> Exercise aim
Mark each statement yes or no against the passage about homeschooling, and quote the exact words that decide it. 1. The writer graduated on their 17th birthday. 2. The writer took a lighter course load during the semester of the engagement. 3. After the first son was born, the writer studied educational theory for three years.

I babysat a lot at this time also. I occasionally watched two little boys ages two and three and their behavior and the stuff they knew so shocked me that I knew that I could never send my future children to school with other children who knew and discussed these subjects. And so the decision to homeschool my children was made.
When I was a Junior the overseeing teacher came to me and told me that all I needed was an American Government and an Economics class to graduate so I finished both classes in the remaining two months and graduated on my 17th birthday.
I immediately went to the local college where I attended institute also. By this time I had pretty much figured out how to read most teachers and easily got an A in most classes. I remember the semester I was engaged everyone told me to forget taking classes as I would be so distracted I wouldn’t do well. So I took a full load and was determined to do well in everything. I took an economics class that semester from a teacher who spoke very broken English, it was very hard to understand him, but he had this way of emphasizing what would be on his tests so I memorized those things and got the third highest marks of all of his students. When some econ majors asked me to help them understand it I had to honestly admit that I did not really understand it at all, but I just memorized the answers for the tests. I decided then that the testing and grading thing was really pointless and would not do it to my own children if I could avoid it.
After my first son was born I began studying educational theory. I spent the next five years doing so. I can honestly say I learned more at this time than all of college. I also spent that time refining my goals for my children and researching supplies and resources. This has been a continuing process.
I now have 4 children and will be going into our fourth official homeschooling year, and I love it. But the adventures with my children would make this extremely long so I will have to write about them later.

Object point labels:
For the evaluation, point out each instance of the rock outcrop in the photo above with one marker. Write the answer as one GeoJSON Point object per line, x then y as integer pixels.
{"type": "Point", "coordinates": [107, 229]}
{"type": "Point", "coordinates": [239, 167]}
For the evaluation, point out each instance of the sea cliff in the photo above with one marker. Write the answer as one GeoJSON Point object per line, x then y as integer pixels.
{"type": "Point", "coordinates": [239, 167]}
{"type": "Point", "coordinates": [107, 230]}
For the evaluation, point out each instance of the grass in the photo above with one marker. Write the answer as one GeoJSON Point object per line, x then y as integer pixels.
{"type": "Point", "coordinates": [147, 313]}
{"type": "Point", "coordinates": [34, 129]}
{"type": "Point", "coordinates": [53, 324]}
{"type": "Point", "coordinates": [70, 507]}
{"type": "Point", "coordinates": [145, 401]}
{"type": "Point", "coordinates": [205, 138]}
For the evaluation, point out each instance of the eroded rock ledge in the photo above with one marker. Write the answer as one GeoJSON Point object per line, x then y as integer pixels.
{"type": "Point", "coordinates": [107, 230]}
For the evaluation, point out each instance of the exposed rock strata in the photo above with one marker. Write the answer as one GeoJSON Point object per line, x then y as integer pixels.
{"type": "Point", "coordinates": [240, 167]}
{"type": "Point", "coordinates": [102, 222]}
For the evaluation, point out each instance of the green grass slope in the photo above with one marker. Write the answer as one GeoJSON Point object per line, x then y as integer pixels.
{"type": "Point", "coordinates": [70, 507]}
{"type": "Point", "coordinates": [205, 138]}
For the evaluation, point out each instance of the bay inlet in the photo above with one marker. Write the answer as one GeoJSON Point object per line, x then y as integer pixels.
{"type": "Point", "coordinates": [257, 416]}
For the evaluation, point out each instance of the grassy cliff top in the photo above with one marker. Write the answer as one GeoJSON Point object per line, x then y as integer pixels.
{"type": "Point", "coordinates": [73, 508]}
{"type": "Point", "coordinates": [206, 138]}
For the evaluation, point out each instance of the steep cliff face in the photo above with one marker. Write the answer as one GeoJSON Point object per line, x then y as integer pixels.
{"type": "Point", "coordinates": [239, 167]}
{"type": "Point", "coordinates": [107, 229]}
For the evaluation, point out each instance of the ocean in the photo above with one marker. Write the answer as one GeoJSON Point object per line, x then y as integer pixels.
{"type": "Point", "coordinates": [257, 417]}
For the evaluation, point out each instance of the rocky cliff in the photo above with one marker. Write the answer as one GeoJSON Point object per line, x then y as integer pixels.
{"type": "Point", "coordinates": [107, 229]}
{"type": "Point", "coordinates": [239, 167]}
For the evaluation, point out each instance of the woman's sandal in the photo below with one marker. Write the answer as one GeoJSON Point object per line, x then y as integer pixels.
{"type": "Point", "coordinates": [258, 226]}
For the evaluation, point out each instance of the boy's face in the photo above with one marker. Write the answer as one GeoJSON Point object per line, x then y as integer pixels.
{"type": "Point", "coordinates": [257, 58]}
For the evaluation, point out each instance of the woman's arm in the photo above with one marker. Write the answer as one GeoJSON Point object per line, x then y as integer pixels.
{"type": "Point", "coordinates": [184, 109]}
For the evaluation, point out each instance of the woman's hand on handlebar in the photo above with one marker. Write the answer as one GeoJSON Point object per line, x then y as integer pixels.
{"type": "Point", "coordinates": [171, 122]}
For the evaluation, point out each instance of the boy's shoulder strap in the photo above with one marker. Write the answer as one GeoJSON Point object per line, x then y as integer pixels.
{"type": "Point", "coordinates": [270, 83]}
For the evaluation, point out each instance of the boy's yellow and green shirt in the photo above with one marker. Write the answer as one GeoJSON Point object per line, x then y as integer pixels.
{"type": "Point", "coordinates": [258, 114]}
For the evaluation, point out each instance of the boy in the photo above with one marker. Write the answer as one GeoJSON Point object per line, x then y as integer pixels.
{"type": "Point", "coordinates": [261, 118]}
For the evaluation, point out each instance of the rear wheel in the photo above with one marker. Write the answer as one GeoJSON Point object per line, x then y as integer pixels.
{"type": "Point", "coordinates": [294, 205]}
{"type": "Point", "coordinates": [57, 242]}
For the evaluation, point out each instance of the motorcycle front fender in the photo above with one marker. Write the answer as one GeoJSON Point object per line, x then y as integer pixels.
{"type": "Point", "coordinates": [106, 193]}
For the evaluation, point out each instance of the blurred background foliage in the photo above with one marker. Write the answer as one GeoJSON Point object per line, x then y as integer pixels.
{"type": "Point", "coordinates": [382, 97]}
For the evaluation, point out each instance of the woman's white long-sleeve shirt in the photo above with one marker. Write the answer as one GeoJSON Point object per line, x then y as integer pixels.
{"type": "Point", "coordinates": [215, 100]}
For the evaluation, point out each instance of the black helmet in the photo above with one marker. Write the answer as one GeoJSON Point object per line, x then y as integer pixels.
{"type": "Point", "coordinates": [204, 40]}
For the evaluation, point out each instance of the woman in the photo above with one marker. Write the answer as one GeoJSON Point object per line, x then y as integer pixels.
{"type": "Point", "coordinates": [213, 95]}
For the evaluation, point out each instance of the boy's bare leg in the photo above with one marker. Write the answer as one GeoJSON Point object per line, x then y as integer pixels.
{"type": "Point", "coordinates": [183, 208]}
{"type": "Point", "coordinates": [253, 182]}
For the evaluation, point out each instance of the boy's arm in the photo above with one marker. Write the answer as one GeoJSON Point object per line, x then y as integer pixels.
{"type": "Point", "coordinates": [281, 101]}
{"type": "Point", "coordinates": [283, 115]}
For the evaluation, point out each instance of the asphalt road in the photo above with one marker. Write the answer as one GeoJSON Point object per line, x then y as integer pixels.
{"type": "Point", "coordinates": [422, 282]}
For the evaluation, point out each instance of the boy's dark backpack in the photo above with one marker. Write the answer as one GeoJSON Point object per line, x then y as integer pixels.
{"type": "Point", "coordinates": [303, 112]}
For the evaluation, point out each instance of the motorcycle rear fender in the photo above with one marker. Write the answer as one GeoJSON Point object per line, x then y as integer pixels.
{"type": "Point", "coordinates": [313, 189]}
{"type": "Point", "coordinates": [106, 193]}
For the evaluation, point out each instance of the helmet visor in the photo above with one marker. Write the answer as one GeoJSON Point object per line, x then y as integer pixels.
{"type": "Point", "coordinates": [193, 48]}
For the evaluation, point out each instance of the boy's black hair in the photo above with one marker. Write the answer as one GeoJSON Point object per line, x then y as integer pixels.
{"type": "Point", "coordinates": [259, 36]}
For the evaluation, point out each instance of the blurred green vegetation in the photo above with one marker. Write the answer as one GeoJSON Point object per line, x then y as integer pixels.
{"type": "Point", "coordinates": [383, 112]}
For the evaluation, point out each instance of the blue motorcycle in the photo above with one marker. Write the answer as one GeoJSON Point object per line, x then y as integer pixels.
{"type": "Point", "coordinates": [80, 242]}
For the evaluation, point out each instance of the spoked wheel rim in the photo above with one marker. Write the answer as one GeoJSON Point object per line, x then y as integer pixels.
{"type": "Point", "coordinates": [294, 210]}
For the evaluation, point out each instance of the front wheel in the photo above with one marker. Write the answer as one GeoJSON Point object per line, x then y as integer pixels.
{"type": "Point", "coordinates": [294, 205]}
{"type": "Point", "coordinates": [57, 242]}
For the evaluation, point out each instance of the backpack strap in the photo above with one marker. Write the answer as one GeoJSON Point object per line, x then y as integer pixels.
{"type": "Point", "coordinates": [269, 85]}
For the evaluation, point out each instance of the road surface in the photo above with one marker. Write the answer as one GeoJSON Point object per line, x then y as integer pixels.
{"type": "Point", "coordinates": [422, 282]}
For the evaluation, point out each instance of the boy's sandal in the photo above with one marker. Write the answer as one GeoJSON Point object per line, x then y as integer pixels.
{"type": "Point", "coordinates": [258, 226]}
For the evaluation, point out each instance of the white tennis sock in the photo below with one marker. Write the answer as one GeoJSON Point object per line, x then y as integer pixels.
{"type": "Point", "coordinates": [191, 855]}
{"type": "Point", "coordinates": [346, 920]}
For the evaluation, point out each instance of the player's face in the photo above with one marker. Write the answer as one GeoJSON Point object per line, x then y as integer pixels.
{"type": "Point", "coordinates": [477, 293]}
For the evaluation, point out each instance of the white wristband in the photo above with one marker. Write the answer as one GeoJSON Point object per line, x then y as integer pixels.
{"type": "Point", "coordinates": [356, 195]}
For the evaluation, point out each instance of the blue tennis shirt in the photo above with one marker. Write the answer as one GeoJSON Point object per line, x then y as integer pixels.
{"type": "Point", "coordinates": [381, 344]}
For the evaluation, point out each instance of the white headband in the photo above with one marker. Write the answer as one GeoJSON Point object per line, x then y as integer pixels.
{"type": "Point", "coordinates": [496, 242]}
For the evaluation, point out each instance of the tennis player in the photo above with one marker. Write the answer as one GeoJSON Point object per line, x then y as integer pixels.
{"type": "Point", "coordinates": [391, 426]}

> Solution
1. Yes: "graduated on my 17th birthday."
2. No: "So I took a full load and was determined to do well in everything."
3. No: "I spent the next five years doing so."